YOUR INSTRUCTIONS
Each of the lines below must be restated exactly.

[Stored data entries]
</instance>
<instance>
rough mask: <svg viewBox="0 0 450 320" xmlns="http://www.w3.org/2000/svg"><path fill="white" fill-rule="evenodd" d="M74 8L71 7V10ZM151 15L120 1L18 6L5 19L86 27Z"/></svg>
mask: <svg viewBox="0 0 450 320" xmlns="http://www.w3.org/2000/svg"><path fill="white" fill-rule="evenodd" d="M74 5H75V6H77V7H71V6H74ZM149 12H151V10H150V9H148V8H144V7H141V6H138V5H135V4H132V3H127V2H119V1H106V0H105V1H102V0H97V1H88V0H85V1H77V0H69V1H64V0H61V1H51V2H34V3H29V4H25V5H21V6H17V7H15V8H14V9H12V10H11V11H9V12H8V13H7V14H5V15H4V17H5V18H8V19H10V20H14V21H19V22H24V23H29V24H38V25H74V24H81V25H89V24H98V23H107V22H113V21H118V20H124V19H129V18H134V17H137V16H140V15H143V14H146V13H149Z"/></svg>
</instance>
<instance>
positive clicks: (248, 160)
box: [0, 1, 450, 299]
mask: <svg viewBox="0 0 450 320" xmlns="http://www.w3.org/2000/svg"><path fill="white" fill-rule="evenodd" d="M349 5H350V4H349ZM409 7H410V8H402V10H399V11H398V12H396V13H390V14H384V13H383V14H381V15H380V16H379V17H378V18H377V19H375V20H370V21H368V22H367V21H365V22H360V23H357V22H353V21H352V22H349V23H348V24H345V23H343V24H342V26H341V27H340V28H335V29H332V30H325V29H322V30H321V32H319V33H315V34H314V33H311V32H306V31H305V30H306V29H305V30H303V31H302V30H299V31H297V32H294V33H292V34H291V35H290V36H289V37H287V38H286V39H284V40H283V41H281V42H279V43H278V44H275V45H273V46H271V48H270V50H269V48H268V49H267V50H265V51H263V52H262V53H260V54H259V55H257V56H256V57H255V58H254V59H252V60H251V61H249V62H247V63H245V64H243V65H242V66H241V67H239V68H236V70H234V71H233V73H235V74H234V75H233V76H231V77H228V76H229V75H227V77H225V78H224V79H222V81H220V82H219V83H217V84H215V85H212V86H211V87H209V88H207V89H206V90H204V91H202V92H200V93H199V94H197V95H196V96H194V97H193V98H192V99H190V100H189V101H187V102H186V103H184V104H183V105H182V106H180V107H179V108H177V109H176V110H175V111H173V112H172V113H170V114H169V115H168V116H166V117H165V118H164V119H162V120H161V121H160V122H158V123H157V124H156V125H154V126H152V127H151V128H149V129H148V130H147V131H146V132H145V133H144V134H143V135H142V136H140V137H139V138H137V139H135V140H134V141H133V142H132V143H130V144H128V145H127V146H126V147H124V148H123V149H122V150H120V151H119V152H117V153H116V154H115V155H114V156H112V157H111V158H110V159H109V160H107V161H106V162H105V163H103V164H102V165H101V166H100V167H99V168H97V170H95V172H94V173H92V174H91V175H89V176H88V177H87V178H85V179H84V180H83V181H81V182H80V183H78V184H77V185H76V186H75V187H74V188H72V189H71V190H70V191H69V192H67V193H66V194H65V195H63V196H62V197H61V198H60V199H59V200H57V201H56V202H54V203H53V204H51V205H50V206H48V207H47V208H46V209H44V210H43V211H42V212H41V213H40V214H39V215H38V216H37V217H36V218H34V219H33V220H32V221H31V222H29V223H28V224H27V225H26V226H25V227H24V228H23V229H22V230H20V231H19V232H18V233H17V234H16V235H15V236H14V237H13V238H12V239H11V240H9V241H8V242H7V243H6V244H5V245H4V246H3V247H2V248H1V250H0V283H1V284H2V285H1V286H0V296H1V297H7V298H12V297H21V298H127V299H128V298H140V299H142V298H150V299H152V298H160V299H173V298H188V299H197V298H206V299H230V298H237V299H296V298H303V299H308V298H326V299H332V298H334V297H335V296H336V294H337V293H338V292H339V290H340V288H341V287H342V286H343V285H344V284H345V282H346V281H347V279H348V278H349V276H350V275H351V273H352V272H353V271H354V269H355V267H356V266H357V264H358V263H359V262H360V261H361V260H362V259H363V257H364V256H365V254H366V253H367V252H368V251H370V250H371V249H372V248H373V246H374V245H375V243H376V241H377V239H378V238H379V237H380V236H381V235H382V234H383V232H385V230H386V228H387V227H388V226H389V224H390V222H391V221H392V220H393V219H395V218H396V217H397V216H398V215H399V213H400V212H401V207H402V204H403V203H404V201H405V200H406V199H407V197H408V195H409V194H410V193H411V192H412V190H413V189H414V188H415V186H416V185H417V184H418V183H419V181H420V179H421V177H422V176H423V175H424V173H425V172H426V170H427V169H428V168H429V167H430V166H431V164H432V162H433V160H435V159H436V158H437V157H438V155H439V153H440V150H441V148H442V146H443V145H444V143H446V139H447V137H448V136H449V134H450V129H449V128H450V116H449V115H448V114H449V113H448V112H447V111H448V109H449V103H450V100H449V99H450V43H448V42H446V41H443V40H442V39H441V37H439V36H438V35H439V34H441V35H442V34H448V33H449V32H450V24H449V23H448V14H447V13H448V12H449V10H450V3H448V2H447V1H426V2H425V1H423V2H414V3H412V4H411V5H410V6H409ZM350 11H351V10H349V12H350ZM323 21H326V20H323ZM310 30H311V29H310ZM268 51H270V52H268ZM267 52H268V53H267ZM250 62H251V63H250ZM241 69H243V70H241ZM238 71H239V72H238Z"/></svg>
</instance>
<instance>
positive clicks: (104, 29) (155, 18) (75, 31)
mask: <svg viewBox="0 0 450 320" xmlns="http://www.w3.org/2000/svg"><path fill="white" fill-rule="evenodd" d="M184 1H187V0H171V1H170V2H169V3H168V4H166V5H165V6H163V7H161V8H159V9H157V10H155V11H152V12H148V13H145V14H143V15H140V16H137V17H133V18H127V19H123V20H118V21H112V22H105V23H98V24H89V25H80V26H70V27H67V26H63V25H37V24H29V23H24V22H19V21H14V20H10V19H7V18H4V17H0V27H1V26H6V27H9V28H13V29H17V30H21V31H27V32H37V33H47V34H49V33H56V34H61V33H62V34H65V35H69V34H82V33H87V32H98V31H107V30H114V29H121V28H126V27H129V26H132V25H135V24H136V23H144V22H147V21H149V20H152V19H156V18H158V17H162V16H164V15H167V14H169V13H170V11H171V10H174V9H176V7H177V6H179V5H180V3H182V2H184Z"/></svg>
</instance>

WORKED SOLUTION
</instance>
<instance>
rough mask: <svg viewBox="0 0 450 320" xmlns="http://www.w3.org/2000/svg"><path fill="white" fill-rule="evenodd" d="M74 8L71 7V10ZM151 15L120 1L18 6L5 19L86 27Z"/></svg>
mask: <svg viewBox="0 0 450 320" xmlns="http://www.w3.org/2000/svg"><path fill="white" fill-rule="evenodd" d="M74 5H75V6H77V7H71V6H74ZM149 12H151V10H150V9H148V8H144V7H141V6H138V5H135V4H132V3H127V2H119V1H106V0H105V1H102V0H97V1H88V0H85V1H77V0H69V1H64V0H61V1H51V2H34V3H29V4H25V5H21V6H17V7H15V8H14V9H12V10H11V11H9V12H8V13H7V14H5V15H4V17H5V18H8V19H10V20H14V21H19V22H24V23H29V24H38V25H74V24H81V25H89V24H98V23H107V22H113V21H118V20H124V19H129V18H134V17H137V16H140V15H143V14H146V13H149Z"/></svg>
</instance>
<instance>
positive clicks: (248, 160)
box: [0, 1, 450, 299]
mask: <svg viewBox="0 0 450 320" xmlns="http://www.w3.org/2000/svg"><path fill="white" fill-rule="evenodd" d="M349 5H350V4H349ZM409 7H410V8H402V10H399V11H398V12H396V13H390V14H384V13H383V14H381V15H380V16H379V17H378V18H377V19H375V20H370V21H368V22H367V21H365V22H360V23H357V22H353V21H352V22H349V23H348V24H345V23H343V24H342V26H341V27H340V28H335V29H332V30H325V29H322V30H321V32H319V33H315V34H314V33H311V32H306V31H305V30H306V29H305V30H303V31H302V30H299V31H297V32H294V33H292V34H291V35H290V36H289V37H287V38H286V39H284V40H283V41H281V42H279V43H278V44H275V45H273V46H271V48H270V50H269V48H268V49H267V50H265V51H263V52H262V53H260V54H259V55H257V56H256V57H255V58H254V59H252V60H251V61H249V62H247V63H245V64H243V65H242V66H241V67H239V68H236V70H234V71H233V73H235V74H234V75H233V76H231V77H228V76H229V75H227V77H225V78H224V79H222V81H220V82H219V83H217V84H215V85H212V86H211V87H209V88H207V89H206V90H204V91H202V92H200V93H199V94H197V95H196V96H194V97H193V98H192V99H190V100H189V101H187V102H186V103H184V104H183V105H182V106H180V107H179V108H177V109H176V110H175V111H173V112H172V113H170V114H169V115H168V116H166V117H165V118H164V119H162V120H161V121H160V122H158V123H157V124H156V125H154V126H152V127H151V128H149V129H148V130H147V131H146V132H145V133H144V134H143V135H142V136H140V137H139V138H137V139H135V140H134V141H133V142H132V143H130V144H128V145H127V146H126V147H124V148H123V149H122V150H120V151H119V152H117V153H116V154H115V155H114V156H112V157H111V158H110V159H109V160H107V161H106V162H105V163H103V164H102V165H101V166H100V167H99V168H97V170H95V172H94V173H92V174H91V175H89V176H88V177H87V178H85V179H84V180H83V181H81V182H80V183H78V184H77V185H76V186H75V187H74V188H72V189H71V190H70V191H69V192H67V193H66V194H65V195H63V196H62V197H61V198H60V199H59V200H57V201H56V202H54V203H53V204H51V205H50V206H48V207H47V208H46V209H44V210H43V211H42V212H41V213H40V214H39V215H38V216H37V217H36V218H34V219H33V220H32V221H31V222H29V223H28V224H27V225H26V226H25V227H24V228H23V229H22V230H20V231H19V232H18V233H17V234H16V235H15V236H14V237H13V238H12V239H11V240H9V241H8V242H7V243H6V244H5V245H4V246H3V247H2V248H1V250H0V283H1V284H2V285H1V286H0V296H1V297H7V298H12V297H21V298H127V299H128V298H140V299H142V298H150V299H152V298H160V299H173V298H188V299H197V298H206V299H230V298H237V299H296V298H303V299H308V298H326V299H332V298H334V297H335V296H336V294H337V293H338V292H339V290H340V288H341V287H342V286H343V285H344V284H345V282H346V281H347V279H348V278H349V276H350V275H351V273H352V272H353V271H354V269H355V267H356V266H357V264H358V263H359V262H360V261H361V260H362V259H363V257H364V256H365V254H366V253H367V252H368V251H370V250H371V249H372V248H373V246H374V245H375V243H376V241H377V239H378V238H379V237H380V236H381V235H382V234H383V232H385V230H386V228H387V227H388V226H389V224H390V222H391V221H392V220H393V219H395V218H396V217H397V216H398V215H399V213H400V212H401V207H402V204H403V203H404V201H405V200H406V199H407V197H408V195H409V194H410V193H411V192H412V190H413V189H414V188H415V186H416V185H417V184H418V183H419V181H420V179H421V177H422V176H423V175H424V173H425V172H426V170H427V169H428V168H429V167H430V166H431V164H432V162H433V160H435V159H436V158H437V157H438V155H439V153H440V150H441V148H442V146H443V145H444V143H446V139H447V137H448V136H449V134H450V129H449V128H450V116H449V115H448V114H449V113H448V112H447V111H448V109H449V103H450V100H449V99H450V43H448V42H446V41H443V40H442V39H441V37H439V36H438V35H439V34H441V35H442V34H448V33H449V32H450V24H449V23H448V14H447V13H448V12H449V10H450V3H448V2H447V1H426V2H425V1H423V2H414V3H412V4H411V5H410V6H409ZM350 11H351V10H349V12H350ZM323 21H326V20H323ZM310 30H311V29H310ZM268 51H270V52H268ZM267 52H268V53H267ZM250 62H251V63H250ZM241 69H243V70H241ZM238 71H239V72H238Z"/></svg>
</instance>
<instance>
positive clicks: (104, 29) (155, 18) (75, 31)
mask: <svg viewBox="0 0 450 320" xmlns="http://www.w3.org/2000/svg"><path fill="white" fill-rule="evenodd" d="M184 1H187V0H171V1H170V2H169V3H168V4H166V5H165V6H163V7H161V8H159V9H157V10H155V11H152V12H148V13H145V14H143V15H140V16H137V17H133V18H127V19H123V20H118V21H112V22H105V23H98V24H89V25H80V26H70V27H67V26H63V25H37V24H29V23H24V22H19V21H14V20H10V19H7V18H4V17H0V27H1V26H6V27H9V28H13V29H17V30H21V31H27V32H37V33H47V34H49V33H56V34H61V33H62V34H65V35H69V34H82V33H87V32H98V31H107V30H114V29H121V28H126V27H129V26H132V25H135V24H136V23H144V22H147V21H149V20H152V19H156V18H158V17H162V16H164V15H167V14H169V13H170V11H171V10H174V9H176V7H177V6H179V5H180V3H182V2H184Z"/></svg>
</instance>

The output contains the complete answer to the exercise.